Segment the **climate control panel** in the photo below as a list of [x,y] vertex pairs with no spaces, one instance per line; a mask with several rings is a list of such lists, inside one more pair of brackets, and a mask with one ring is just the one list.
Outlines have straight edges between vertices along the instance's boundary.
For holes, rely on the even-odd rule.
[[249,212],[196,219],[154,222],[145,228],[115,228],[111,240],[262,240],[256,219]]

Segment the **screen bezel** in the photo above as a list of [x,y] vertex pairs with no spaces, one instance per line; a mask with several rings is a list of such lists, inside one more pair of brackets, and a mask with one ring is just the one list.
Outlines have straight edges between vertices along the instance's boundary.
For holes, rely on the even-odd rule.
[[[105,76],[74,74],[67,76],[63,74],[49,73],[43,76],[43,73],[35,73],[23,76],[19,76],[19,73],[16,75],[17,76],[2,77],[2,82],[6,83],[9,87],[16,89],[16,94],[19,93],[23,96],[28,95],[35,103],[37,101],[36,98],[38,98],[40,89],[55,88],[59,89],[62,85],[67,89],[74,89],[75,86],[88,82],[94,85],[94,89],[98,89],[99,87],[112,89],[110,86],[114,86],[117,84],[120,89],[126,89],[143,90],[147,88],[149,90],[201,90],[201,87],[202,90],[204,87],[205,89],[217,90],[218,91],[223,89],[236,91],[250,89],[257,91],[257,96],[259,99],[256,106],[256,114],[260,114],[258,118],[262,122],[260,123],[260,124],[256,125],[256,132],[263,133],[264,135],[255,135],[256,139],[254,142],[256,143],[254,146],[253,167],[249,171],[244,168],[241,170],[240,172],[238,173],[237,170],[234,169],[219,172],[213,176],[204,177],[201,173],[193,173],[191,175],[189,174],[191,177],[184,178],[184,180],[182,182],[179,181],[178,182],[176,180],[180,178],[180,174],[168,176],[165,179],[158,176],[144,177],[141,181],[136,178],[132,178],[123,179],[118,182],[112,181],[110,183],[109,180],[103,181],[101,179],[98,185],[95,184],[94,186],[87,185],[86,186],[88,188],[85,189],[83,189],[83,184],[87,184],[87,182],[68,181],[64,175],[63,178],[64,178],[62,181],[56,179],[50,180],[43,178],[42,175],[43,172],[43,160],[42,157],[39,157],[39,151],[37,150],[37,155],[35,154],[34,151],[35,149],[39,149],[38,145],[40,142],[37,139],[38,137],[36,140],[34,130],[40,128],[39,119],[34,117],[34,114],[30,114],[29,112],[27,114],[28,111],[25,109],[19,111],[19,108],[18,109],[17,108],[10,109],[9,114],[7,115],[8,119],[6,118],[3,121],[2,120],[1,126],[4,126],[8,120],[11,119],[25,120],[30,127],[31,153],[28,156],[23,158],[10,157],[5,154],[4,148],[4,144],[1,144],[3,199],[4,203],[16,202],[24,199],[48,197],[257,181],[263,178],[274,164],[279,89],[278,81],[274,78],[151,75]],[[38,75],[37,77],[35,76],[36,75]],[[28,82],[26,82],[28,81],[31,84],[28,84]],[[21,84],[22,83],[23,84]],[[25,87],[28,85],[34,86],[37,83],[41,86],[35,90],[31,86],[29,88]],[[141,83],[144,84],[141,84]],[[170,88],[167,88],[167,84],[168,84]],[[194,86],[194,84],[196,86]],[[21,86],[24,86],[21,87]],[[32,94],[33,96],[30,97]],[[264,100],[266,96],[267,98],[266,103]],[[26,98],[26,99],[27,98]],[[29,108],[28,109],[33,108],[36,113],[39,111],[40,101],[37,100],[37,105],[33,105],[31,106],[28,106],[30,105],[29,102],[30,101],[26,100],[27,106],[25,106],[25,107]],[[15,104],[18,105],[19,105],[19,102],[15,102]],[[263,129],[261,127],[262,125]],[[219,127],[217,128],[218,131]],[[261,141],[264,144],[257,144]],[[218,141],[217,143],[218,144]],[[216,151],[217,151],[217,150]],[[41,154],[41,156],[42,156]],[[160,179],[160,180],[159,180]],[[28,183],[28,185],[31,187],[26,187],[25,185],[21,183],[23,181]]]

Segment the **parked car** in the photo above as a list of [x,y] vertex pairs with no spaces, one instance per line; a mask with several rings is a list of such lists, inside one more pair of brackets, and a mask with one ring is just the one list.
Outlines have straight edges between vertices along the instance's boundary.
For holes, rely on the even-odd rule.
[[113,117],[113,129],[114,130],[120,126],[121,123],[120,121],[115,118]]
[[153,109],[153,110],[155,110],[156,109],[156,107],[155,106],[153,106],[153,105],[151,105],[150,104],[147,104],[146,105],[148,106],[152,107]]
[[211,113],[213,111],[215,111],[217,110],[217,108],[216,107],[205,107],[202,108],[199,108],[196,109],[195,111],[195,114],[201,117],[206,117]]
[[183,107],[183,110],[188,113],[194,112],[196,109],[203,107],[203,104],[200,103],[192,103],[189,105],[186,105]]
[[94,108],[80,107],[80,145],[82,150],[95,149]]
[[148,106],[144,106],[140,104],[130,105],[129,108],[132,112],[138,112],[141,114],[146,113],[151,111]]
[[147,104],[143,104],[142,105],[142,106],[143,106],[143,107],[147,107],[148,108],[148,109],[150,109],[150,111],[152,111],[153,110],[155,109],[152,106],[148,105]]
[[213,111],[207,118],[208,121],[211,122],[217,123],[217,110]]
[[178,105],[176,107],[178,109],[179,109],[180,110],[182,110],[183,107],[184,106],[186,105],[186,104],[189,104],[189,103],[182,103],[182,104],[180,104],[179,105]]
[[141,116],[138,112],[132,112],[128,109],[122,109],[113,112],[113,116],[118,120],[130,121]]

◆ **Set task**: The records above should be repeated in full, exactly as given.

◆ **Completed exercise**:
Segment the **climate control panel** in the photo below as a list of [x,y] vertex pairs with no spaces, one instance per line; a mask with several rings is a list of such lists, inside one more pair of brackets, and a mask with one ring is just the one list.
Outlines have straight edges between vertices along the instance's boundary.
For holes, rely on the even-odd rule.
[[249,212],[196,219],[154,222],[145,228],[115,228],[111,240],[262,240],[256,219]]

Segment the **screen bezel** in the photo above as a list of [x,y] vertex pairs with no spaces, one instance per line; a mask with several rings is a list of such lists, inside one more pair of brackets, and a mask with one ring is just the one list.
Outlines have straight edges between vertices along the instance's boundary.
For holes, rely on the even-odd rule.
[[[105,76],[74,74],[67,76],[63,74],[49,73],[43,76],[43,73],[35,73],[23,76],[19,76],[19,73],[16,75],[17,76],[2,77],[2,82],[6,83],[9,87],[16,89],[16,94],[19,93],[23,96],[28,95],[35,103],[37,101],[36,98],[38,98],[40,89],[55,88],[59,89],[62,85],[67,89],[74,89],[75,86],[88,82],[94,85],[94,89],[98,89],[99,87],[112,89],[110,86],[114,86],[117,84],[120,89],[126,89],[143,90],[147,88],[149,90],[201,90],[201,87],[202,90],[204,87],[205,89],[217,90],[218,91],[223,89],[236,91],[250,89],[257,91],[257,96],[259,99],[256,106],[256,114],[260,114],[258,118],[262,122],[260,123],[260,124],[256,125],[256,132],[263,133],[264,135],[255,135],[256,139],[254,142],[256,143],[254,146],[253,167],[249,171],[244,168],[241,170],[240,172],[238,173],[237,170],[234,169],[219,172],[213,176],[204,177],[201,173],[193,173],[191,175],[189,174],[191,177],[184,178],[184,180],[182,182],[179,181],[178,182],[176,180],[180,178],[180,174],[168,176],[165,179],[158,176],[144,177],[141,181],[136,178],[132,178],[123,179],[118,182],[112,181],[110,183],[109,180],[103,181],[101,179],[98,185],[95,184],[94,186],[87,185],[86,186],[88,188],[85,189],[83,189],[83,184],[87,184],[87,182],[68,181],[64,175],[63,178],[64,178],[62,181],[56,179],[50,180],[43,178],[42,175],[43,172],[43,160],[42,157],[39,157],[39,151],[37,150],[37,155],[35,154],[34,151],[35,149],[39,149],[38,145],[40,142],[37,139],[38,137],[36,140],[34,130],[40,128],[39,119],[34,117],[34,114],[30,114],[29,112],[27,114],[28,111],[25,109],[19,111],[19,108],[18,109],[17,108],[10,109],[9,114],[7,115],[8,119],[6,118],[3,121],[2,120],[1,126],[4,126],[8,120],[11,119],[25,120],[30,127],[31,153],[28,156],[23,158],[10,157],[5,154],[4,148],[4,144],[1,144],[3,199],[4,203],[16,202],[24,199],[48,197],[257,181],[263,178],[274,164],[279,89],[278,81],[274,78],[151,75]],[[38,75],[37,77],[35,76],[36,75]],[[28,82],[26,82],[28,81],[31,84],[28,84]],[[21,84],[22,83],[23,84]],[[25,87],[28,85],[34,86],[37,83],[41,86],[35,90],[31,86],[29,88]],[[141,83],[144,84],[141,84]],[[170,88],[167,88],[167,84],[168,84]],[[194,86],[194,84],[196,86]],[[21,86],[24,86],[21,87]],[[32,94],[33,96],[30,97]],[[264,100],[266,96],[267,98],[266,103]],[[26,98],[26,99],[27,98]],[[29,108],[28,109],[33,108],[36,113],[39,111],[40,101],[37,100],[37,105],[33,105],[31,106],[28,106],[30,105],[29,102],[30,101],[26,100],[27,106],[25,106],[25,107]],[[15,104],[18,105],[19,105],[19,102],[15,102]],[[263,129],[261,127],[262,125]],[[219,127],[217,128],[218,131]],[[261,141],[264,144],[257,144]],[[218,141],[217,143],[218,144]],[[216,151],[217,151],[217,150]],[[41,154],[41,156],[42,156]],[[160,179],[160,180],[159,180]],[[28,183],[28,185],[31,187],[26,187],[25,185],[21,183],[23,181]]]

Segment the **parked car** in the photo above as a list of [x,y] vertex pairs with no spaces, one instance per line; a mask with several rings is a list of such lists, inside one more pair of brackets, and a mask with one ring is just the one list.
Outlines have straight edges between vertices along the instance's boundary.
For holes, rely on the even-odd rule.
[[113,117],[113,129],[114,130],[120,126],[121,123],[120,121],[115,118]]
[[153,109],[153,110],[155,110],[156,109],[156,107],[155,106],[153,106],[153,105],[151,105],[150,104],[147,104],[146,105],[148,106],[152,107]]
[[211,113],[213,111],[215,111],[217,110],[217,108],[216,107],[205,107],[202,108],[199,108],[196,109],[195,111],[195,114],[201,117],[206,117]]
[[183,107],[183,110],[188,113],[194,112],[196,109],[203,107],[203,104],[200,103],[192,103],[189,105],[186,105]]
[[94,108],[80,107],[80,145],[82,150],[95,149]]
[[148,106],[144,106],[140,104],[130,105],[129,108],[132,112],[138,112],[141,114],[146,113],[151,111]]
[[147,104],[143,104],[142,105],[142,106],[143,106],[143,107],[147,107],[148,108],[148,109],[150,109],[150,111],[152,111],[153,110],[155,109],[152,106],[148,105]]
[[213,111],[207,118],[208,121],[211,122],[217,123],[217,110]]
[[178,105],[176,107],[178,109],[179,109],[180,110],[182,110],[183,107],[184,106],[186,105],[186,104],[189,104],[189,103],[182,103],[182,104],[180,104],[179,105]]
[[141,116],[138,112],[132,112],[128,109],[122,109],[113,112],[113,116],[118,120],[130,121]]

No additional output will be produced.